» INFORMATION GIVEN
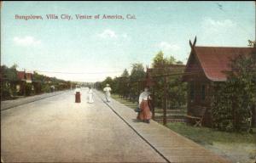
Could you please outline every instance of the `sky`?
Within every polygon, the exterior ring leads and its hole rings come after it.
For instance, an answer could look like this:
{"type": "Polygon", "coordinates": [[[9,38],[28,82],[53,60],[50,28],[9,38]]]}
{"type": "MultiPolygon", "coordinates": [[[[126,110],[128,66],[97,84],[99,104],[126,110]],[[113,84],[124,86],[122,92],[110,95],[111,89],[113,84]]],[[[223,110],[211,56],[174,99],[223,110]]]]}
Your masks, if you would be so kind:
{"type": "Polygon", "coordinates": [[[247,40],[255,40],[255,3],[3,2],[1,65],[17,64],[20,70],[64,80],[98,82],[131,70],[134,63],[150,66],[160,50],[186,64],[189,41],[195,36],[195,46],[247,47],[247,40]],[[78,20],[78,14],[92,19],[78,20]],[[124,19],[102,19],[104,14],[124,19]]]}

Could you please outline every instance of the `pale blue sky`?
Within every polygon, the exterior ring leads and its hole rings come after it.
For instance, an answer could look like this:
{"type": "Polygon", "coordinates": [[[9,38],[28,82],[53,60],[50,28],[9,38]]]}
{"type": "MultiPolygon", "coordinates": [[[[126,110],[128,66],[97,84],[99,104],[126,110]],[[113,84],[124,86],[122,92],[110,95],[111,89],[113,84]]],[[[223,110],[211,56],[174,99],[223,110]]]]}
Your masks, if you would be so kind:
{"type": "Polygon", "coordinates": [[[132,63],[151,65],[160,50],[186,63],[195,36],[198,46],[247,47],[255,39],[254,2],[4,2],[1,65],[96,82],[119,76],[132,63]],[[47,20],[49,14],[73,20],[47,20]],[[137,19],[75,18],[129,14],[137,19]],[[15,14],[44,20],[15,20],[15,14]]]}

» TASK OBJECTIVE
Could you rewrite every line of the items above as a JSON list of strings, one string per line, leaving out the blank lines and the picture?

» CORRECT ANSWER
[
  "Could you please outline every instance of the `sky`?",
  "Within every polygon, the exterior ring leads and its hole rings come after it.",
  "For instance, an answer could look like this:",
  "{\"type\": \"Polygon\", \"coordinates\": [[[9,38],[28,82],[53,60],[50,28],[9,38]]]}",
  "{\"type\": \"MultiPolygon\", \"coordinates\": [[[[126,110],[128,66],[97,84],[99,104],[126,110]],[[113,84],[124,86],[122,92],[110,95],[111,89],[113,84]]],[[[223,110],[211,56],[174,99],[223,110]]]]}",
  "Your masks, if you would be so kind:",
  "{\"type\": \"Polygon\", \"coordinates\": [[[247,40],[255,40],[255,3],[3,2],[1,65],[17,64],[20,70],[64,80],[98,82],[131,70],[134,63],[150,66],[160,50],[186,64],[189,41],[195,36],[195,46],[247,47],[247,40]],[[78,20],[78,14],[92,19],[78,20]],[[124,19],[102,19],[104,14],[124,19]]]}",
  "Could you please outline every instance of the `pale blue sky`?",
  "Within every polygon, the exterior ring leads and its hole rings come after it.",
  "For instance, an answer could look like this:",
  "{\"type\": \"Polygon\", \"coordinates\": [[[9,38],[28,82],[53,60],[50,28],[9,38]]]}",
  "{\"type\": \"MultiPolygon\", \"coordinates\": [[[[126,110],[128,66],[97,84],[99,104],[126,110]],[[113,84],[124,86],[122,92],[110,95],[111,89],[113,84]]],[[[223,110],[211,56],[174,99],[223,110]]]]}",
  "Your masks, if you would be so kind:",
  "{\"type\": \"Polygon\", \"coordinates\": [[[132,63],[151,65],[160,50],[186,63],[195,36],[198,46],[247,47],[255,39],[254,2],[4,2],[1,65],[96,82],[119,76],[132,63]],[[47,20],[49,14],[73,20],[47,20]],[[137,19],[75,18],[129,14],[137,19]],[[15,14],[44,20],[15,20],[15,14]]]}"
]